─── Records for this exercise ───

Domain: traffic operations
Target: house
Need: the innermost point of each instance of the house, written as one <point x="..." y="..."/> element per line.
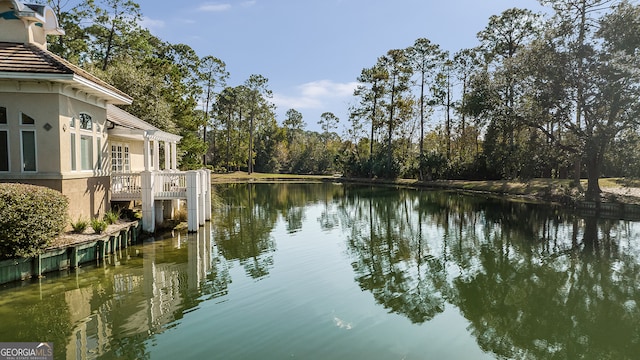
<point x="60" y="127"/>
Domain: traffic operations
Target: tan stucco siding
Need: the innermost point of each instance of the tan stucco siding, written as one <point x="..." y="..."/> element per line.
<point x="13" y="30"/>
<point x="89" y="196"/>
<point x="71" y="109"/>
<point x="43" y="109"/>
<point x="136" y="151"/>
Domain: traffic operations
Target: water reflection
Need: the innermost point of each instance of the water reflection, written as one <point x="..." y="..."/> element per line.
<point x="110" y="310"/>
<point x="531" y="282"/>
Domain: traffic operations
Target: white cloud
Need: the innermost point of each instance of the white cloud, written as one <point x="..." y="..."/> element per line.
<point x="315" y="95"/>
<point x="151" y="24"/>
<point x="214" y="7"/>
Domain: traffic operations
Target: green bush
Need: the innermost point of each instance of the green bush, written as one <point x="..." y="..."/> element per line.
<point x="30" y="219"/>
<point x="79" y="225"/>
<point x="98" y="225"/>
<point x="112" y="216"/>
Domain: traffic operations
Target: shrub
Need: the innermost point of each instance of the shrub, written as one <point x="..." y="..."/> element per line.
<point x="79" y="225"/>
<point x="112" y="216"/>
<point x="30" y="219"/>
<point x="98" y="225"/>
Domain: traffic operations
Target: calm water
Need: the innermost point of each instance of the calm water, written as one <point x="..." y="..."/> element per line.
<point x="324" y="271"/>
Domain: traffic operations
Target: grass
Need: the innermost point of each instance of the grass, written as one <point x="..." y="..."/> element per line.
<point x="240" y="176"/>
<point x="537" y="188"/>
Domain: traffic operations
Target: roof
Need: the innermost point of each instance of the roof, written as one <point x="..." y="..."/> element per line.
<point x="25" y="61"/>
<point x="126" y="120"/>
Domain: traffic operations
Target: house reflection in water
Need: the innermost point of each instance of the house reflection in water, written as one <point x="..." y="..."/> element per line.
<point x="120" y="312"/>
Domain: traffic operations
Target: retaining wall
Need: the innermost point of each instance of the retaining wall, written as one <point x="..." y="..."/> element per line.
<point x="69" y="257"/>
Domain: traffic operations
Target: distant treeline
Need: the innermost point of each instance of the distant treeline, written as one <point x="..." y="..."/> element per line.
<point x="554" y="95"/>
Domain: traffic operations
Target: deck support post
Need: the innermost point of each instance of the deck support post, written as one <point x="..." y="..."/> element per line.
<point x="148" y="206"/>
<point x="193" y="190"/>
<point x="207" y="196"/>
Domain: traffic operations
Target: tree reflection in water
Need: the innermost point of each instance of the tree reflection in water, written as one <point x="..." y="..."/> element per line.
<point x="533" y="282"/>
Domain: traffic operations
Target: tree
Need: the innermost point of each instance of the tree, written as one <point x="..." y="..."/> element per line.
<point x="395" y="63"/>
<point x="503" y="37"/>
<point x="424" y="57"/>
<point x="258" y="92"/>
<point x="328" y="121"/>
<point x="371" y="92"/>
<point x="74" y="44"/>
<point x="211" y="73"/>
<point x="113" y="24"/>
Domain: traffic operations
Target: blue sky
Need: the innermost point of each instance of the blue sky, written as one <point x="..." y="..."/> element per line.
<point x="312" y="51"/>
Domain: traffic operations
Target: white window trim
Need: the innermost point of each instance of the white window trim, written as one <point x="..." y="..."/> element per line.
<point x="35" y="149"/>
<point x="6" y="130"/>
<point x="126" y="160"/>
<point x="91" y="161"/>
<point x="73" y="145"/>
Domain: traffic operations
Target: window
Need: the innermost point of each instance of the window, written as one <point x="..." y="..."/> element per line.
<point x="120" y="158"/>
<point x="86" y="153"/>
<point x="73" y="152"/>
<point x="85" y="122"/>
<point x="99" y="164"/>
<point x="28" y="150"/>
<point x="26" y="119"/>
<point x="4" y="150"/>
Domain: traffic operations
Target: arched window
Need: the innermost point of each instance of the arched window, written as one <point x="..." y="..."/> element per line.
<point x="85" y="122"/>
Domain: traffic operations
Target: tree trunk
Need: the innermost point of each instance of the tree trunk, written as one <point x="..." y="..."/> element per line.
<point x="593" y="175"/>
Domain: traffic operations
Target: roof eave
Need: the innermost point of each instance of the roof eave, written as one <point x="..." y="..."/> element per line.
<point x="109" y="95"/>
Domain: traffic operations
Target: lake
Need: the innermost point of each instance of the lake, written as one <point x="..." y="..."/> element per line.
<point x="334" y="271"/>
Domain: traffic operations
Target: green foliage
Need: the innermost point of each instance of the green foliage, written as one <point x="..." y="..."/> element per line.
<point x="79" y="226"/>
<point x="112" y="216"/>
<point x="30" y="218"/>
<point x="98" y="225"/>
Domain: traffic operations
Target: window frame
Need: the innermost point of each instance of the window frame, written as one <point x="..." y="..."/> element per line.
<point x="35" y="150"/>
<point x="8" y="145"/>
<point x="89" y="161"/>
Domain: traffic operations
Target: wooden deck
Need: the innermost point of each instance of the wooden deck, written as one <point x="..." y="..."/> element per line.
<point x="157" y="190"/>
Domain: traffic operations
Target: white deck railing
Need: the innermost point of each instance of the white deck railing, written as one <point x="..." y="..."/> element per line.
<point x="193" y="186"/>
<point x="170" y="185"/>
<point x="126" y="186"/>
<point x="167" y="185"/>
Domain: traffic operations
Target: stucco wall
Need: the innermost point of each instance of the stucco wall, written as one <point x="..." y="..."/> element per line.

───

If the material above contains pictures, exclude them from an otherwise exact transcription.

Domain: traffic operations
Target: house
Need: the innermost point of each instance of the house, written as one <point x="..." y="..."/> element per line.
<point x="60" y="127"/>
Domain: traffic operations
Target: tan stucco siding
Need: the innermost point of each instance of the tan stucco siding, written as one <point x="..." y="..."/> element per line.
<point x="13" y="30"/>
<point x="89" y="196"/>
<point x="71" y="109"/>
<point x="43" y="109"/>
<point x="136" y="151"/>
Domain: traffic operations
Target: water reflection
Need: the innermost point of each instance of the water reflection, written as one <point x="..." y="..."/> element per line.
<point x="110" y="310"/>
<point x="531" y="282"/>
Domain: traffic operations
Target: white cloud
Need: the innermost point of each instance of the white cloud, written as one <point x="..." y="..."/> element per line.
<point x="315" y="95"/>
<point x="151" y="24"/>
<point x="214" y="7"/>
Domain: traffic operations
Target: green bush
Need: the innermost point of each instance of the green bush, written as one <point x="..." y="..."/> element per line.
<point x="30" y="219"/>
<point x="79" y="225"/>
<point x="98" y="225"/>
<point x="112" y="216"/>
Domain: traffic operations
Target: shrub
Need: the innermost point of each instance of the shrub, written as one <point x="..." y="..."/> element per line.
<point x="79" y="225"/>
<point x="112" y="216"/>
<point x="30" y="219"/>
<point x="98" y="225"/>
Domain: traffic operations
Target: calm water
Need: the innermost point of each instance of the calm water, written as one <point x="..." y="..."/> element per line.
<point x="324" y="271"/>
Domain: traffic operations
Target: grass
Need: the innermost point of each instance of the grass, written as one <point x="..." y="..."/> element per line.
<point x="240" y="176"/>
<point x="537" y="188"/>
Domain: traffic operations
Target: roof
Need: the innermost point of each instance of the roof, written as one <point x="..." y="..."/> element per line.
<point x="25" y="61"/>
<point x="126" y="120"/>
Domain: traffic operations
Target: house reflection in water
Need: the innermost point of each instance of the house reflection in water, written as one <point x="..." y="..."/> element per line.
<point x="120" y="312"/>
Domain: traffic operations
Target: retaining wall
Need: the innermost point of each instance of the retaining wall, written as one <point x="..." y="..."/> element per line.
<point x="69" y="257"/>
Domain: traffic operations
Target: distant treeline
Need: the innermost point of each instance of the distant treeline, written as one <point x="..." y="..."/> element per line.
<point x="554" y="95"/>
Domain: traffic operations
Target: deck support post
Need: the innermost point of each instance of the deck support post, written as one <point x="..." y="..."/> element per line.
<point x="148" y="206"/>
<point x="193" y="190"/>
<point x="207" y="196"/>
Domain: traffic operations
Target: tree reflection in water
Need: the innermost point of each instance of the tree reflection in water, written as one <point x="..." y="..."/> element per line.
<point x="533" y="282"/>
Domain: traffic operations
Target: tree
Need: the innermost point of each instance of the tree, written as one <point x="..." y="..."/> element per line.
<point x="395" y="63"/>
<point x="503" y="37"/>
<point x="424" y="57"/>
<point x="258" y="92"/>
<point x="328" y="121"/>
<point x="371" y="92"/>
<point x="74" y="44"/>
<point x="211" y="73"/>
<point x="113" y="24"/>
Domain: traffic operations
Target: blue sky
Need: the innermost point of each instance of the blue sky, written as one <point x="..." y="..."/> element per line.
<point x="312" y="51"/>
Domain: traffic operations
Target: white window trim
Need: the innermost point of each instance of the white window trim, written as one <point x="..." y="..."/> element per line.
<point x="35" y="149"/>
<point x="6" y="130"/>
<point x="126" y="160"/>
<point x="91" y="161"/>
<point x="73" y="145"/>
Domain: traffic operations
Target: window
Need: the innermost point of each instance of the window, written as one <point x="..." y="..."/> element per line.
<point x="120" y="158"/>
<point x="86" y="153"/>
<point x="73" y="152"/>
<point x="85" y="122"/>
<point x="99" y="164"/>
<point x="28" y="150"/>
<point x="26" y="119"/>
<point x="4" y="150"/>
Domain: traffic operations
Target: arched window
Need: the innermost point of each instance of the arched window, written as one <point x="..." y="..."/> element per line.
<point x="85" y="122"/>
Domain: traffic operations
Target: tree trunk
Need: the innermost point of each instance of the tree trunk, written as one <point x="..." y="..."/> element per line.
<point x="593" y="175"/>
Domain: traffic operations
Target: roof eave
Need: the innermost point of each instance of the roof eave, written as one <point x="..." y="..."/> element per line.
<point x="109" y="95"/>
Domain: traffic operations
Target: lake
Need: the innermost point of each instance of the lake, written as one <point x="..." y="..."/> element per line.
<point x="334" y="271"/>
Domain: traffic operations
Target: green foliage
Need: the innermost point of each instance of the green foliage, written as one <point x="..." y="..."/> element per line.
<point x="79" y="226"/>
<point x="112" y="216"/>
<point x="30" y="218"/>
<point x="98" y="225"/>
Domain: traffic operations
Target: window frame
Need: the innermost point of each instance of the window frame, written as one <point x="..." y="..."/> element per line.
<point x="35" y="150"/>
<point x="8" y="145"/>
<point x="89" y="161"/>
Domain: traffic operations
Target: wooden deck
Need: the innermost point of each instance of the wooden deck, written as one <point x="..." y="..."/> element per line.
<point x="157" y="190"/>
Domain: traffic operations
Target: white deck railing
Need: the innermost point of each instance of the white deck railing, written as one <point x="..." y="..."/> element per line.
<point x="193" y="186"/>
<point x="170" y="185"/>
<point x="126" y="186"/>
<point x="167" y="185"/>
Domain: traffic operations
Target: stucco wall
Need: the innermost point of each instance of the stucco wall, written as one <point x="..." y="..."/> element per line.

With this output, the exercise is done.